DOCUMENT EXTRACT:
__________

Finally, while δPETcounts interaction maps provide a visual display of the quality associated to a given genomic region, they do not allow evaluation of the quality of the entire dataset. Therefore, we defined the following global quality descriptors:

Density quality indicators (denQCi)

The fraction of genomic regions (5 kb or 25 kb window) in the random sampled datasets presenting δPETcounts lower than a defined threshold; which in the context of this study has been fixed at 10 %. Specifically, LOGIQA presents denQCi values computed for 90 %, 70 % and 50 % random samplings (denQC.90, denQC.70 and denQC.50 respectively).

Similarity quality indicators (simQCi)

The ratio between two denQCis is used to evaluate their degree of similarity. Specifically, LOGIQA presents simQCi values computed for denQC.90 and denQC.70 relative to denQC.50 (simQC.90/50 and simQC.70/50 respectively).

Note that denQCi aims at quantifying the proportion of genomic regions that fluctuates in less than 10 % for a given random sampling. In fact, an s90 random sampling presents generally less variation from the original dataset, while the s50 subset will have the highest deviation. The simQCi measures the relative difference between denQC indicators computed at different random sub-sampling conditions. For instance, simQC.90/50 compares the denQC at 90 % to that computed at 50 % sub-sampling. In an ideal situation (saturation of the interactome readout), the fraction of genome interactions affected by the random sampling is identical at 90 % and 50 % and would yield a simQC = 1. While none of the evaluated datasets are at saturation, the closer this indicator is to 1, the lower is the difference of the denQC indicators between the two random sub-samplings and the higher is the dataset quality.

__________

TASKS TO PERFORM:
[1] Decide whether each statement below agrees with the passage on LOGIQA quality indicators, answering yes or no and quoting the words of the passage that settle it. (a) In this study, the δPETcounts threshold used for denQCi is fixed at 10 %. (b) An s50 random sampling generally shows less variation from the original dataset than an s90 sampling. (c) Some of the evaluated datasets had reached saturation of the interactome readout.
[2] Write the next part of the passage on LOGIQA quality indicators, starting from its last sentence.

Records from a data source:
__________

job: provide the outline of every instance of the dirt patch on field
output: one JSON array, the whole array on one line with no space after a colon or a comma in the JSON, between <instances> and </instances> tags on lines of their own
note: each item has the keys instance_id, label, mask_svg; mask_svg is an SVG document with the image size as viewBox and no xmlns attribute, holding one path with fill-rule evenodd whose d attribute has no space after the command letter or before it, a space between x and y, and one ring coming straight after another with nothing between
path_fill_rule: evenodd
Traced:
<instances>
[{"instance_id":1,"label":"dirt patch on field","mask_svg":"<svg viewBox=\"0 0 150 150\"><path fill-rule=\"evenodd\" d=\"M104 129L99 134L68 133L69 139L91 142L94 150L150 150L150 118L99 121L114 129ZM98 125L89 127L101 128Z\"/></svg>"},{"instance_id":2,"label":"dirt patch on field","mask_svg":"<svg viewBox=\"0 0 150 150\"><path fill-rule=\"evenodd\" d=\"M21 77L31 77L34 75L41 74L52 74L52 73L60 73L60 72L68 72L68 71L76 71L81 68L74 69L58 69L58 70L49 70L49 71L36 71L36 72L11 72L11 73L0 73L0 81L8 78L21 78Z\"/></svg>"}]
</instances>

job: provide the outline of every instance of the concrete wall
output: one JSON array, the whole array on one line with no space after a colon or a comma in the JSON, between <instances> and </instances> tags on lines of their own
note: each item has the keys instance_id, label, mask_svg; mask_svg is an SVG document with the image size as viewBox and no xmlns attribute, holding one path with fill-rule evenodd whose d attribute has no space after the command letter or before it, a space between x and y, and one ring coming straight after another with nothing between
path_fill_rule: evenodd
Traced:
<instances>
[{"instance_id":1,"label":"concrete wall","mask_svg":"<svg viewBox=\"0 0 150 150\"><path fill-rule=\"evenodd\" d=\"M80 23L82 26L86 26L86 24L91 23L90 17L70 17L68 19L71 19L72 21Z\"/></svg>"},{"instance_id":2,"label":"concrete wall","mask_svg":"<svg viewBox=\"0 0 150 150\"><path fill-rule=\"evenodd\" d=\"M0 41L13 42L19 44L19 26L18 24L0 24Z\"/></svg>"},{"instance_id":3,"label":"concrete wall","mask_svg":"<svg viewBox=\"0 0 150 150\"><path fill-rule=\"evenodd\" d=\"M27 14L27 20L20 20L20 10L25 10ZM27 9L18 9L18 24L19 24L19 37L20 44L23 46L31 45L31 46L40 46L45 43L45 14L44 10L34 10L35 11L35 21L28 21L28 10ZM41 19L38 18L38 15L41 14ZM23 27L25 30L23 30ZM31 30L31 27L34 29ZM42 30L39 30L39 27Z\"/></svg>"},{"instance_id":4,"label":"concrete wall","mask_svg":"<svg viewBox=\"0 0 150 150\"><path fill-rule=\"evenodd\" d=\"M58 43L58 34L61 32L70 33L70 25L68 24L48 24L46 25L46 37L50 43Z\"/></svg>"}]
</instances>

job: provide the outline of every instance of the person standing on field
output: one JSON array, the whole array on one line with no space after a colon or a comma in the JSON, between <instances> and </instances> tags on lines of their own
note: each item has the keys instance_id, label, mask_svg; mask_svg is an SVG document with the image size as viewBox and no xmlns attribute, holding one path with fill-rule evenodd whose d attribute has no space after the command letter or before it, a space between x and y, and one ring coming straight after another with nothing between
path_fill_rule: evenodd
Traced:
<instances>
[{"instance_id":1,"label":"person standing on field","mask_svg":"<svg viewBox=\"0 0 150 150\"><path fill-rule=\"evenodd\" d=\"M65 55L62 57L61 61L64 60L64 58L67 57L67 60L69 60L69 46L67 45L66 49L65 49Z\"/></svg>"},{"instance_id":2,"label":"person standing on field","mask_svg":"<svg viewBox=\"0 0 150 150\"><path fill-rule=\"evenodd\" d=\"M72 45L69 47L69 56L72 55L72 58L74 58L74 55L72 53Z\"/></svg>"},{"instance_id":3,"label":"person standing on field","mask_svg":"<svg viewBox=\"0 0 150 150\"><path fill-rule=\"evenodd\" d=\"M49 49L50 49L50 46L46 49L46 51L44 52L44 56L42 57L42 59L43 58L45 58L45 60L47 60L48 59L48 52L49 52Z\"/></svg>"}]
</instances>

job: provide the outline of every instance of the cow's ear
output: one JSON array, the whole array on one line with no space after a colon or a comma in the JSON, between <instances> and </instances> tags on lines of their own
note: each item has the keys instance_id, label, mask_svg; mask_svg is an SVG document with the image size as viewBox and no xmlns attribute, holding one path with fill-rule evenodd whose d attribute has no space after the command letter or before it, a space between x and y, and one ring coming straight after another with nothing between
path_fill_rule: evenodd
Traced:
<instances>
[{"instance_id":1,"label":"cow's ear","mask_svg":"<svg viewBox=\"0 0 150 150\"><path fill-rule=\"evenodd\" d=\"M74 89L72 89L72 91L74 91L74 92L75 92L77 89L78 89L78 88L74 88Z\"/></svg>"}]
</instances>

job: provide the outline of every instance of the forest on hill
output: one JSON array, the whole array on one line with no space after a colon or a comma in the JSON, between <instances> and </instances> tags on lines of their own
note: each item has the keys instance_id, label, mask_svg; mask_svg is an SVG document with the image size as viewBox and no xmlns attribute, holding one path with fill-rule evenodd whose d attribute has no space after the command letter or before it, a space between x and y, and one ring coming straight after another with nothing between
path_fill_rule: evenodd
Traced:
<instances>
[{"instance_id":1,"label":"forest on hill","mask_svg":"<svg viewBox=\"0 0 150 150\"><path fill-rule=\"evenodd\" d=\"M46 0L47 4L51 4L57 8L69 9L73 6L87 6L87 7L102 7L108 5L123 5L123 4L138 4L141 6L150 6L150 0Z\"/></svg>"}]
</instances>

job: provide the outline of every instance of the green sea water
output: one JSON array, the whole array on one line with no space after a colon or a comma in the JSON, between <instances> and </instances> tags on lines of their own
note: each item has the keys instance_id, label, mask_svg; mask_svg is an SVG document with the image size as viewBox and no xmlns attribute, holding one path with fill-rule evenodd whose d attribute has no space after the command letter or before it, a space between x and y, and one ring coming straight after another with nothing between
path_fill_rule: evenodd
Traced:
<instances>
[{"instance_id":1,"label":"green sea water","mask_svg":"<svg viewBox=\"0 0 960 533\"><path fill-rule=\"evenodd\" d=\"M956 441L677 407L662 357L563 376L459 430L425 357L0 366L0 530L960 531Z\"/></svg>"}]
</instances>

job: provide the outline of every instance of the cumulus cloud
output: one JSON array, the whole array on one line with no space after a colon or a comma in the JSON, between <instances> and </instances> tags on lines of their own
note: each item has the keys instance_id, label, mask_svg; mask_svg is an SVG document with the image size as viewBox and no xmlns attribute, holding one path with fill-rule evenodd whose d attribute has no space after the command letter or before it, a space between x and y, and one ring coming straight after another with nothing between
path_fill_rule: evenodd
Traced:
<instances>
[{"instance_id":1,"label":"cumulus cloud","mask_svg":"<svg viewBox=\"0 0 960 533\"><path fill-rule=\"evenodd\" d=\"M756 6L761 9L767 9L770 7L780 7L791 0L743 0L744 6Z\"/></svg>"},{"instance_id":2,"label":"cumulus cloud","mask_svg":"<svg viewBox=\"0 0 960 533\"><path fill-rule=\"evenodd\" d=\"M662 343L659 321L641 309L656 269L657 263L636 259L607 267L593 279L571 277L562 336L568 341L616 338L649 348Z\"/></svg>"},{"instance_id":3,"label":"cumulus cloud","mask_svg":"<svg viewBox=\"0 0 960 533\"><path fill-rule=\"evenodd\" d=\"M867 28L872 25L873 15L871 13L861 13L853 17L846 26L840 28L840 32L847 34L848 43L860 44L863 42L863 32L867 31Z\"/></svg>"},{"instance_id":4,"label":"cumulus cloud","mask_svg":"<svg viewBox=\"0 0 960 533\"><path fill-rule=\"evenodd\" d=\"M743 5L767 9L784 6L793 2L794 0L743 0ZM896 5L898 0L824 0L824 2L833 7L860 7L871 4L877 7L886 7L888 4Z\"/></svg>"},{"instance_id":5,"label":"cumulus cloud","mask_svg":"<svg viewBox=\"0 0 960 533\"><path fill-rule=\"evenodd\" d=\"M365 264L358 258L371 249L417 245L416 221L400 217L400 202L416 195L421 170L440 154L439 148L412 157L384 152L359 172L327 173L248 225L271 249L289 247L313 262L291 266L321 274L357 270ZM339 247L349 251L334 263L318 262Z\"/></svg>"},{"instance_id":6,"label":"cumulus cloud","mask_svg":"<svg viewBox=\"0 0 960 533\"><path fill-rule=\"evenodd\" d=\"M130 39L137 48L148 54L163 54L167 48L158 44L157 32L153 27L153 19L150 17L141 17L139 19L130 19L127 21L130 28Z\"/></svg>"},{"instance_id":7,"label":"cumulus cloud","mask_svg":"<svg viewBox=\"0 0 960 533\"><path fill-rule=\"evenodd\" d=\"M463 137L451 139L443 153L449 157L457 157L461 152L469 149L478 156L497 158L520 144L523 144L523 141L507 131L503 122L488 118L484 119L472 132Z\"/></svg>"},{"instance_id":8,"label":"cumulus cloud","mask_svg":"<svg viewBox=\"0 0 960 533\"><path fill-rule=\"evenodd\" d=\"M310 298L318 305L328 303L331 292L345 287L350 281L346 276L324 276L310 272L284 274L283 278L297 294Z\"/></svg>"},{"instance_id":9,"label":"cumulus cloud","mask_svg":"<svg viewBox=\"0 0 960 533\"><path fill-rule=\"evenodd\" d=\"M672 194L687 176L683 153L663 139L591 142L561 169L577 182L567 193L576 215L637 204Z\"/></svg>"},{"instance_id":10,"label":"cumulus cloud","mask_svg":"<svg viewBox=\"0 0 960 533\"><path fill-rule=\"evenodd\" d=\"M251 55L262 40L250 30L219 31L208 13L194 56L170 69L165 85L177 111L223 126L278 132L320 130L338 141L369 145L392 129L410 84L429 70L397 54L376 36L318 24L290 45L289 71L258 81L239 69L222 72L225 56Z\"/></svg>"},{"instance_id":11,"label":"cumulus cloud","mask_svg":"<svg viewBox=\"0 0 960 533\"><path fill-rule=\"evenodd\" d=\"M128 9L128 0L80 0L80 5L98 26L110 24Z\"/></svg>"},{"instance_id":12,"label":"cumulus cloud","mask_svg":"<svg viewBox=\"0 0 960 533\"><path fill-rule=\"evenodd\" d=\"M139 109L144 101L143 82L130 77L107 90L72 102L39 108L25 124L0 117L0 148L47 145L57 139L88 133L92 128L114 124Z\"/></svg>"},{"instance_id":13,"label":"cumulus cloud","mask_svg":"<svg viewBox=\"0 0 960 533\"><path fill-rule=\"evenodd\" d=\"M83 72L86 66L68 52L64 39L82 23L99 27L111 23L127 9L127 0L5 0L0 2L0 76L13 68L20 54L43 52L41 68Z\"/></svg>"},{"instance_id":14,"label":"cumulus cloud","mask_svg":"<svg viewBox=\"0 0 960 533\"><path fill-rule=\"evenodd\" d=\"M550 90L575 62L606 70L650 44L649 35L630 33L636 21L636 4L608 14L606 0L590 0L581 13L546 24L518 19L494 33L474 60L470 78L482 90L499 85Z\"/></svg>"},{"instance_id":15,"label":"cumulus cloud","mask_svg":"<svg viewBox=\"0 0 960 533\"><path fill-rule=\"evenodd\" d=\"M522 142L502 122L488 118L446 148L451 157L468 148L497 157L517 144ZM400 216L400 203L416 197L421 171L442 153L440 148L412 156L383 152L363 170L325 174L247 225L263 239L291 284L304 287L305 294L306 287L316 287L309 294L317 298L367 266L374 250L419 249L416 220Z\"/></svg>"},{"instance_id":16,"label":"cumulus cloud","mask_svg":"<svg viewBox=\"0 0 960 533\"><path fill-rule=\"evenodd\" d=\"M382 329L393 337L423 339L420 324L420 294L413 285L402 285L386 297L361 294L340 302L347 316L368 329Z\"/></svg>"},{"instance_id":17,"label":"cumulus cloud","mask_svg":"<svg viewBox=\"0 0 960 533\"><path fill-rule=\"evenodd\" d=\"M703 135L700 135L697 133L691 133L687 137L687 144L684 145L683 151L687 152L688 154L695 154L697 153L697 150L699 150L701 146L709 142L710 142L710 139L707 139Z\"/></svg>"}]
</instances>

__________

ANSWERS FOR THE TASKS:
[1]
(a) Yes: "which in the context of this study has been fixed at 10 %".
(b) No: "an s90 random sampling presents generally less variation from the original dataset, while the s50 subset will have the highest deviation".
(c) No: "While none of the evaluated datasets are at saturation".

[2]
Intuitively, high quality datasets generally contain a high amount of genomics regions that are “robust” to the most severe 50 % random sub-sampling (i.e., they will display high denQC.50 levels); they will also show low differences between denQCis assessed at various random sub-sampling conditions (i.e., their simQC.90/50 and simQC.s70/50 will be close to 1). To integrate these two aspects on a single readout, we defined a global QCscore, which summarizes the previous metrics (denQCi and simQCi) into a single quality descriptor according to the following formula:

$$ QCscore=\left(\frac{denQC.50}{simQC.90/50}\right)\ast \left(\frac{denQC.50}{simQC.70/50}\right) $$

The QCscore provides a quality readout, in which the influence of both the denQC.50 and the simQCis computed for s90 relative to s50 (simQC.90/50), and s70 relative to s50 (simQC.70/s50) are represented.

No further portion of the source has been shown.